_Exercise_: Arrange every line of the items below as a JSON list of strings, one string per line, with blank lines omitted. Leave the pictures out of your answer.

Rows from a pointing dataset

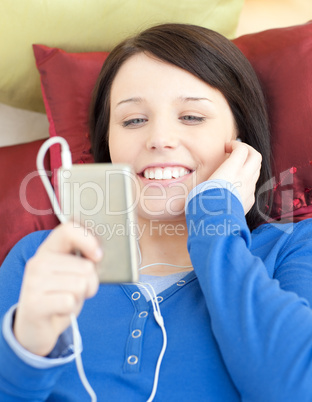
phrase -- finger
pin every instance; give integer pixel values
(238, 153)
(67, 239)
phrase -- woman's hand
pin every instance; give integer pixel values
(56, 283)
(242, 169)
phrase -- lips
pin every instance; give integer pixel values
(165, 173)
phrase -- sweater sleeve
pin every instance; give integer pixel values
(263, 326)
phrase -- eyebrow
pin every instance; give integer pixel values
(134, 100)
(192, 99)
(180, 98)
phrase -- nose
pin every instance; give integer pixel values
(162, 137)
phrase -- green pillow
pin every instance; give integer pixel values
(93, 25)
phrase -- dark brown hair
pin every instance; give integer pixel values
(208, 56)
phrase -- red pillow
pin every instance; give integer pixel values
(67, 81)
(282, 59)
(24, 202)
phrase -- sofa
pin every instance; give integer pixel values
(49, 68)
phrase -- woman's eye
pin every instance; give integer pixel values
(192, 119)
(133, 122)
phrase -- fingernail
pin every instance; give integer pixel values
(98, 254)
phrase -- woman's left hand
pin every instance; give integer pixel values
(242, 169)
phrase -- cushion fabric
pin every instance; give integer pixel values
(80, 26)
(24, 203)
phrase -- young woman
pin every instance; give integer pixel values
(172, 102)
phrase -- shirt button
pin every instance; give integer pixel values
(132, 359)
(136, 333)
(136, 295)
(143, 314)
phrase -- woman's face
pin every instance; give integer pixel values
(171, 127)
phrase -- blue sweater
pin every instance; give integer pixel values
(239, 328)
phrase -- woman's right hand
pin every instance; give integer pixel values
(56, 283)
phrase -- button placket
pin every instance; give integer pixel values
(136, 332)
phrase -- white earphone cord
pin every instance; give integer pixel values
(67, 163)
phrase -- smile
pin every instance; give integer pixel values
(167, 173)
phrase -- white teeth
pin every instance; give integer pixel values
(158, 174)
(166, 173)
(175, 173)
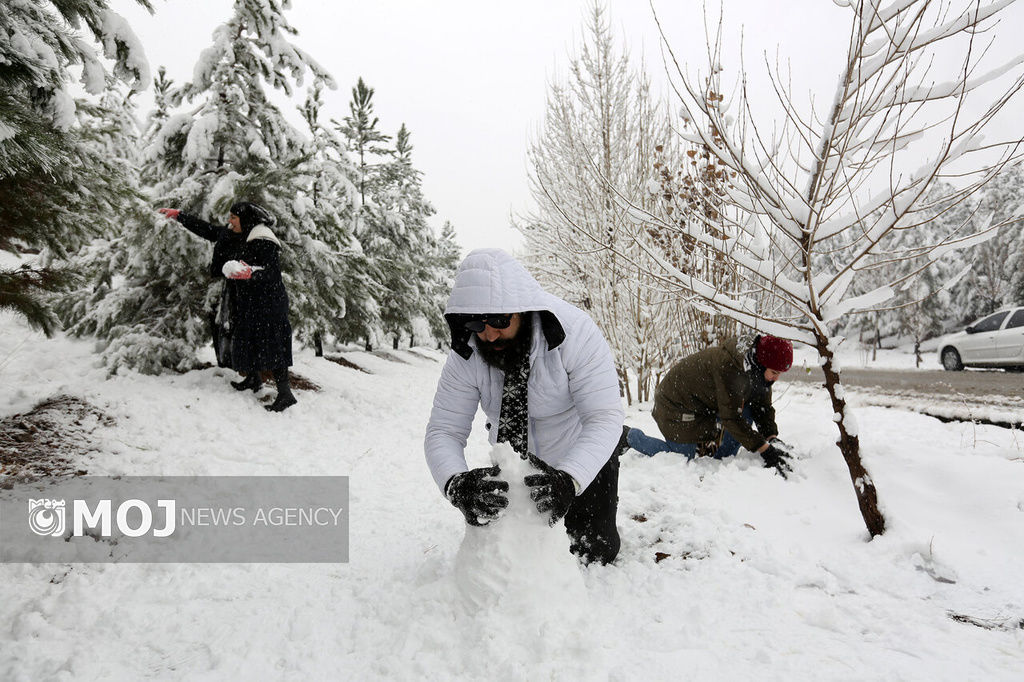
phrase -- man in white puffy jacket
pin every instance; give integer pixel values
(544, 375)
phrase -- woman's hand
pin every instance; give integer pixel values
(237, 269)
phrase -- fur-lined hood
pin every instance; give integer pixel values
(492, 281)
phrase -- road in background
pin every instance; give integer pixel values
(937, 382)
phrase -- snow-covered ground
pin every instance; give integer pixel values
(764, 579)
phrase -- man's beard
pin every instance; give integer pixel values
(514, 349)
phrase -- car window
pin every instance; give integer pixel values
(1017, 320)
(991, 323)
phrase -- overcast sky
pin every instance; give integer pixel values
(469, 77)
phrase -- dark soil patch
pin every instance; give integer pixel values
(338, 359)
(297, 381)
(48, 440)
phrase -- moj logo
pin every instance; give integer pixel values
(46, 517)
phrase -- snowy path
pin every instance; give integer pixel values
(765, 580)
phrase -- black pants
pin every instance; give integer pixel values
(590, 522)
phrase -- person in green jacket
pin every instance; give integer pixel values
(710, 402)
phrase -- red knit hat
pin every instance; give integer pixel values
(774, 353)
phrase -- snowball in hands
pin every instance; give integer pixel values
(239, 269)
(518, 563)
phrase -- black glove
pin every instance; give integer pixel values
(478, 495)
(777, 459)
(552, 489)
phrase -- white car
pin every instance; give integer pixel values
(995, 340)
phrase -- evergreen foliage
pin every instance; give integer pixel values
(57, 189)
(353, 264)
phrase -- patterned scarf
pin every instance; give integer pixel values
(513, 421)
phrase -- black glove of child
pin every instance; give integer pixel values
(777, 459)
(478, 495)
(552, 489)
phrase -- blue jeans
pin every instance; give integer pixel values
(650, 445)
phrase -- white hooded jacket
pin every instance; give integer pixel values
(576, 413)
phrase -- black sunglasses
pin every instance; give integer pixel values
(496, 322)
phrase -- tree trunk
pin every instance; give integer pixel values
(849, 445)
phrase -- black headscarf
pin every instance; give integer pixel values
(251, 215)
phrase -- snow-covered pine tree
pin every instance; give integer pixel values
(989, 283)
(334, 204)
(401, 244)
(55, 192)
(445, 258)
(599, 137)
(230, 143)
(365, 138)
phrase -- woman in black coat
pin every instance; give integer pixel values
(247, 254)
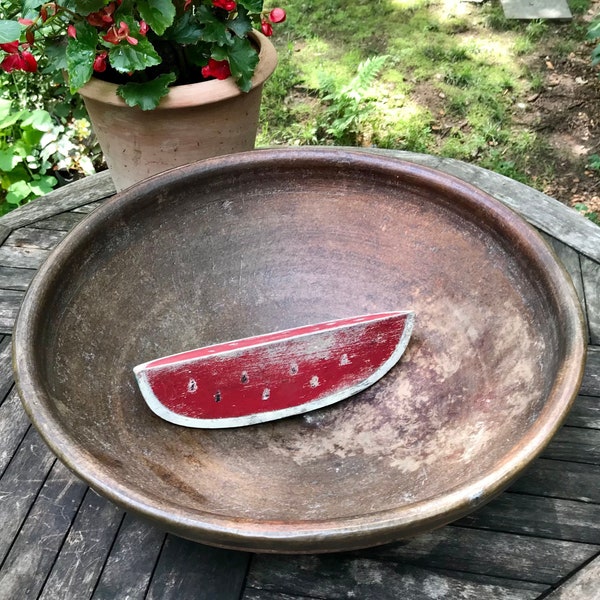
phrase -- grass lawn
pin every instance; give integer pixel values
(448, 77)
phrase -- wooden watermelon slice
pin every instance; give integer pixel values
(275, 375)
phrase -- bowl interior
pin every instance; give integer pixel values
(242, 246)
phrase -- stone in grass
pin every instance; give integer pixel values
(536, 9)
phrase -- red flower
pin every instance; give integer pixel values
(266, 28)
(228, 5)
(216, 68)
(100, 62)
(103, 18)
(114, 35)
(17, 59)
(277, 15)
(10, 47)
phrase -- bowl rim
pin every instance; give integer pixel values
(343, 533)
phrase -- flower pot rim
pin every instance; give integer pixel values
(180, 96)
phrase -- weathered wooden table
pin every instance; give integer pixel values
(539, 539)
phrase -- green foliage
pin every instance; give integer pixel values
(32, 146)
(135, 42)
(585, 210)
(349, 105)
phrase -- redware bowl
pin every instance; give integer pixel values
(268, 240)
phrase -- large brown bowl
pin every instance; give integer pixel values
(257, 242)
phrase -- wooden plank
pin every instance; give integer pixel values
(252, 594)
(61, 200)
(14, 278)
(32, 555)
(189, 571)
(585, 412)
(570, 260)
(24, 258)
(492, 553)
(87, 208)
(32, 237)
(10, 301)
(561, 479)
(84, 552)
(346, 576)
(584, 585)
(13, 427)
(543, 212)
(575, 444)
(591, 283)
(543, 517)
(590, 386)
(20, 485)
(131, 561)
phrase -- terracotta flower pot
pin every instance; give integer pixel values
(191, 123)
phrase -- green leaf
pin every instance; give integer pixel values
(146, 95)
(185, 29)
(252, 6)
(9, 31)
(43, 185)
(241, 25)
(242, 58)
(8, 118)
(81, 53)
(213, 29)
(31, 5)
(126, 58)
(83, 7)
(17, 192)
(8, 160)
(159, 14)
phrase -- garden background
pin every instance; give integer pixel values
(453, 78)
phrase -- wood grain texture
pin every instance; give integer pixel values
(545, 213)
(590, 386)
(32, 237)
(543, 517)
(561, 479)
(575, 444)
(20, 485)
(190, 571)
(591, 283)
(24, 258)
(582, 586)
(540, 534)
(500, 554)
(16, 278)
(61, 200)
(347, 576)
(13, 426)
(131, 562)
(10, 301)
(40, 538)
(84, 552)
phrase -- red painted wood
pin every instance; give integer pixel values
(274, 375)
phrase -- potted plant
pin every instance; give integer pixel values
(165, 82)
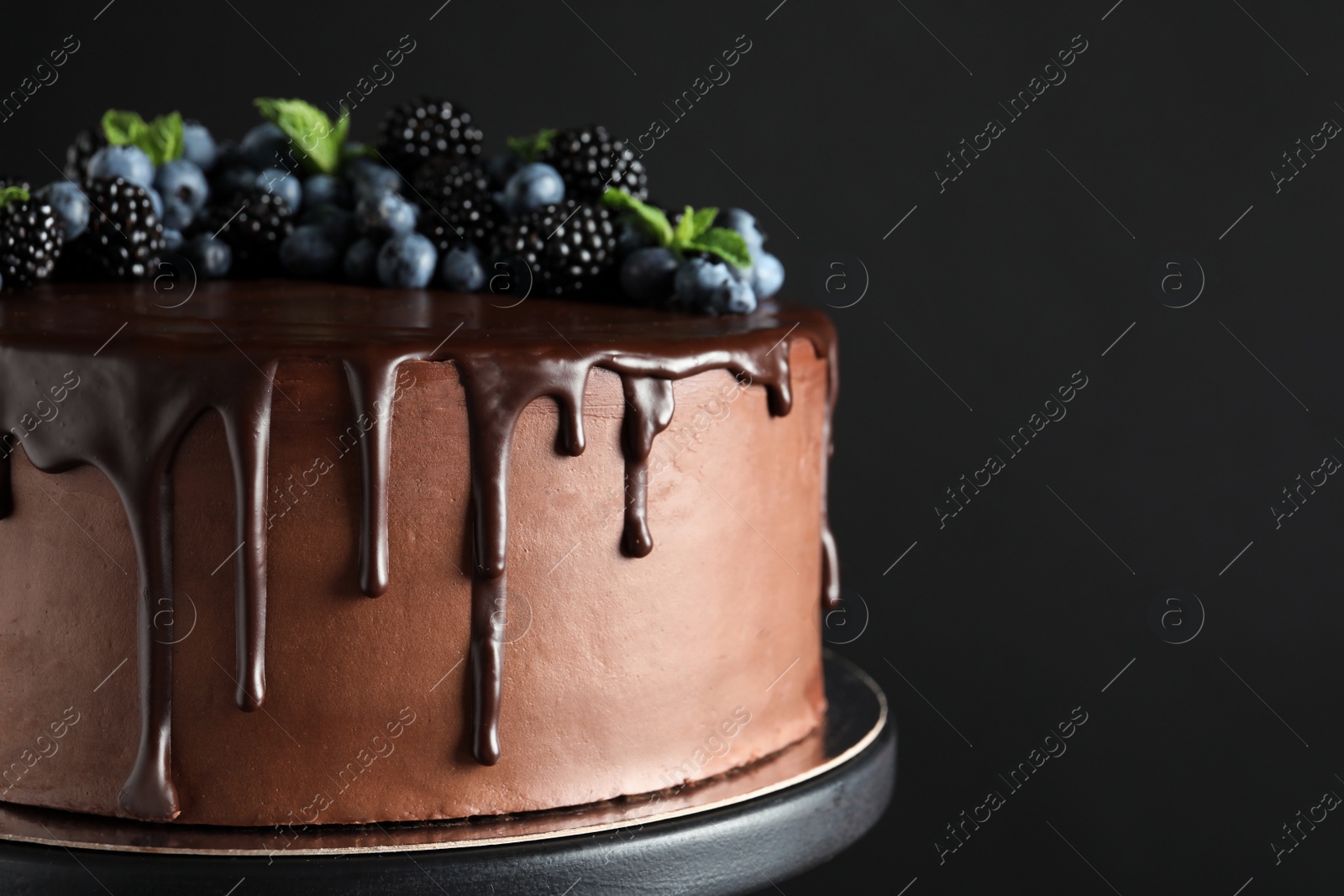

_Solution to the problem_:
[
  "phrase -- finger",
  "pin every instance; give integer pixel values",
  "(238, 153)",
  "(67, 239)",
  "phrase -- woman's hand",
  "pin every instance; give integer pixel values",
  "(56, 283)",
  "(242, 169)",
  "phrase -- lips",
  "pin every instance; give integer pixel values",
  "(165, 173)",
  "phrase -- sweater sleeve",
  "pin every instance; give integer pixel values",
  "(263, 326)",
  "phrase -- eyebrow",
  "pin every instance; give integer pixel values",
  "(134, 100)",
  "(192, 99)",
  "(180, 98)",
  "phrase -- nose",
  "pin every instance; give integer pixel values",
  "(162, 137)",
  "phrase -- green pillow",
  "pin every instance; give integer pixel values",
  "(93, 25)",
  "phrase -- dark brown hair",
  "pin every instance; give integer pixel values",
  "(208, 56)",
  "phrase -- red pillow",
  "pin every instance; give integer pixel values",
  "(67, 81)",
  "(282, 59)",
  "(24, 202)",
  "phrase -- sofa",
  "pin every instance; give integer pixel values",
  "(49, 68)",
  "phrase -- woman's eye",
  "pin every instance; give integer pixel values",
  "(192, 119)",
  "(133, 122)",
  "phrase -- fingernail",
  "pin every instance; give integer pixel values",
  "(98, 254)",
  "phrase -- woman's left hand",
  "pin every instance; give integer pixel values",
  "(242, 169)",
  "phrase -- cushion fabric",
  "pin every instance; give integer pixel values",
  "(80, 26)",
  "(24, 203)",
  "phrase -- young woman",
  "pin every instance; give integer pixel values",
  "(172, 102)",
  "phrase -- shirt button",
  "pin every instance; give integer pixel values",
  "(132, 359)",
  "(136, 333)",
  "(136, 295)",
  "(143, 314)",
  "phrase -- woman's face",
  "pin every instance; give integer pixel values",
  "(171, 127)",
  "phrase -- blue sweater",
  "pin every instance; give integer pixel values",
  "(239, 328)",
  "phrase -- woman's right hand",
  "pin every instance; give integer pixel values",
  "(56, 283)",
  "phrase -- button placket",
  "pin every instance; give integer pixel values",
  "(136, 332)",
  "phrase -- white earphone cord",
  "pin every instance; give integer pixel values",
  "(67, 163)",
  "phrase -- smile",
  "pin every instance; give integer pixel values",
  "(167, 173)",
  "phrase -- white teeth",
  "pin every instance; give integer pixel values",
  "(158, 174)",
  "(166, 173)",
  "(175, 173)",
  "phrase -- man in white puffy jacket",
  "pin every instance; give integer pixel values",
  "(544, 375)",
  "phrase -- woman's hand",
  "pin every instance; give integer pixel values",
  "(237, 269)",
  "phrase -- fur-lined hood",
  "pin every instance; give integer pixel values",
  "(492, 281)",
  "phrase -- road in background",
  "pin every instance; give integer pixel values",
  "(937, 382)",
  "phrase -- snow-covered ground",
  "pin every instance; give integer pixel values",
  "(764, 579)",
  "phrase -- man's beard",
  "pin every instance; give integer pixel values",
  "(514, 349)",
  "phrase -- car window",
  "pin every instance; give integer pixel values",
  "(1017, 320)",
  "(991, 323)",
  "phrase -- overcast sky",
  "pin every instance; give integer pixel values",
  "(469, 77)",
  "phrase -- dark soil patch",
  "pin every instance; give integer pixel values",
  "(338, 359)",
  "(297, 381)",
  "(48, 440)",
  "phrase -- moj logo",
  "pin every instance; give integer pixel values",
  "(46, 517)",
  "phrase -- snowy path",
  "pin every instance; give integer pixel values",
  "(765, 580)",
  "phrase -- black pants",
  "pin every instance; give integer pixel values",
  "(590, 522)",
  "phrase -- person in green jacket",
  "pin every instance; give integer pixel values",
  "(710, 402)",
  "phrase -- red knit hat",
  "pin every instance; give integer pixel values",
  "(774, 353)",
  "phrase -- snowball in hands",
  "pin every instance; give integer pixel values",
  "(239, 269)",
  "(518, 563)",
  "phrase -- black glove",
  "pin every instance; give integer pixel values",
  "(478, 495)",
  "(777, 459)",
  "(552, 489)",
  "phrase -- white car",
  "pin every instance; give integer pixel values",
  "(995, 340)",
  "phrase -- evergreen foliage",
  "pin every instance; give integer pixel values",
  "(57, 189)",
  "(353, 264)",
  "phrase -- patterned scarf",
  "pin every instance; give integer pixel values",
  "(513, 421)",
  "phrase -- black glove of child",
  "pin every instance; give integer pixel values",
  "(777, 459)",
  "(478, 495)",
  "(552, 489)",
  "phrase -- blue jeans",
  "pin every instance; give integer pixel values",
  "(650, 445)",
  "phrase -- white hooded jacket",
  "pin every instance; give integer pixel values",
  "(576, 413)",
  "phrase -- black sunglasses",
  "pin every instance; give integer pixel values",
  "(496, 322)",
  "phrase -- tree trunk",
  "pin every instance; give integer pixel values",
  "(849, 445)",
  "phrase -- black headscarf",
  "pin every instance; give integer pixel values",
  "(251, 215)",
  "phrase -- snow-covered pine tree",
  "pin every instance; give integer pixel values",
  "(989, 283)",
  "(334, 204)",
  "(401, 244)",
  "(55, 192)",
  "(445, 258)",
  "(599, 137)",
  "(230, 143)",
  "(365, 138)",
  "phrase -- woman in black coat",
  "pin every instance; give integer pixel values",
  "(247, 254)",
  "phrase -- grass lawn",
  "pin every instance; give integer pixel values",
  "(448, 77)",
  "phrase -- wooden watermelon slice",
  "pin every instance; give integer pixel values",
  "(275, 375)",
  "phrase -- bowl interior",
  "pin every instance; give integer pixel values",
  "(242, 246)",
  "phrase -- stone in grass",
  "pin every instance; give integer pixel values",
  "(536, 9)",
  "phrase -- red flower",
  "pin every instance; give integer pixel values",
  "(266, 28)",
  "(228, 5)",
  "(216, 68)",
  "(100, 62)",
  "(103, 18)",
  "(114, 35)",
  "(17, 59)",
  "(277, 15)",
  "(10, 47)",
  "phrase -- bowl rim",
  "pin every instance; give integer pixel values",
  "(343, 533)",
  "phrase -- flower pot rim",
  "pin every instance; give integer pixel values",
  "(180, 96)",
  "phrase -- weathered wooden table",
  "pin every instance; give integer pixel values",
  "(539, 539)",
  "phrase -- green foliage",
  "pin every instance; give integer pixel values",
  "(32, 146)",
  "(135, 42)",
  "(585, 210)",
  "(349, 105)",
  "phrase -- redware bowl",
  "pin every instance; give integer pixel values",
  "(268, 240)",
  "phrase -- large brown bowl",
  "pin every instance; give integer pixel values",
  "(257, 242)",
  "phrase -- wooden plank",
  "pin every instance; give integer pixel values",
  "(252, 594)",
  "(61, 200)",
  "(14, 278)",
  "(32, 555)",
  "(189, 571)",
  "(585, 412)",
  "(570, 260)",
  "(24, 258)",
  "(492, 553)",
  "(87, 208)",
  "(32, 237)",
  "(10, 301)",
  "(561, 479)",
  "(84, 552)",
  "(346, 576)",
  "(584, 585)",
  "(13, 427)",
  "(543, 212)",
  "(575, 444)",
  "(591, 283)",
  "(543, 517)",
  "(590, 386)",
  "(20, 485)",
  "(131, 561)",
  "phrase -- terracotta flower pot",
  "pin every instance; give integer pixel values",
  "(191, 123)",
  "phrase -- green leaf",
  "pin every instance; give integer pixel values",
  "(146, 95)",
  "(185, 29)",
  "(252, 6)",
  "(9, 31)",
  "(43, 185)",
  "(241, 25)",
  "(242, 58)",
  "(8, 118)",
  "(81, 53)",
  "(213, 29)",
  "(31, 5)",
  "(126, 58)",
  "(83, 7)",
  "(17, 192)",
  "(8, 160)",
  "(159, 14)",
  "phrase -- garden background",
  "pin every instance; give integer pixel values",
  "(453, 78)",
  "phrase -- wood grain texture",
  "pin every instance; give integer pixel values",
  "(545, 213)",
  "(590, 386)",
  "(32, 237)",
  "(543, 517)",
  "(561, 479)",
  "(575, 444)",
  "(20, 485)",
  "(190, 571)",
  "(591, 283)",
  "(24, 258)",
  "(582, 586)",
  "(540, 534)",
  "(500, 554)",
  "(16, 278)",
  "(61, 200)",
  "(347, 576)",
  "(13, 426)",
  "(131, 562)",
  "(10, 301)",
  "(40, 538)",
  "(84, 552)",
  "phrase -- red painted wood",
  "pin every instance; give integer pixel values",
  "(274, 375)",
  "phrase -- potted plant",
  "pin every instance; give integer pixel values",
  "(165, 82)"
]